** Opening Stored data block **

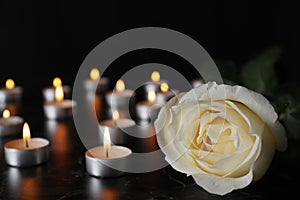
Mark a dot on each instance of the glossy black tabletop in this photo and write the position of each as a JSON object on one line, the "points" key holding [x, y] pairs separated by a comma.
{"points": [[64, 175]]}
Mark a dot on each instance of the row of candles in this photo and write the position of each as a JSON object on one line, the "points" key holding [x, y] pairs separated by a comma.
{"points": [[34, 151]]}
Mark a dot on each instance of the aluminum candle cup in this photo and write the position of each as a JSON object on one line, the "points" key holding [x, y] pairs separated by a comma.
{"points": [[11, 126], [119, 99], [163, 97], [14, 94], [147, 111], [98, 165], [117, 135], [59, 110], [49, 93], [18, 155], [99, 85]]}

** Closing Stored data block **

Required work
Apart from its pictures, the material above should be repeated exactly.

Response below
Mark a dot on each instance of the glossy black tabletop in this photo and write the position of each as a JSON object on one line, the "points" key holding [x, y] pairs separated by a comma.
{"points": [[64, 175]]}
Mark a dot on each instance of the row of candles in this photo and write the position of each as a JSON object on one line, the "points" key holding [x, y] pairs separated by a comma.
{"points": [[34, 151]]}
Mark a dot on each instance of the aluminum candle cup in this photo and write the position of each as a JSON object on one line, the "points" key holding [x, y] pairs separated by a comma.
{"points": [[11, 126], [119, 99], [163, 97], [14, 94], [147, 111], [98, 165], [117, 135], [59, 110], [49, 93], [18, 155], [99, 85]]}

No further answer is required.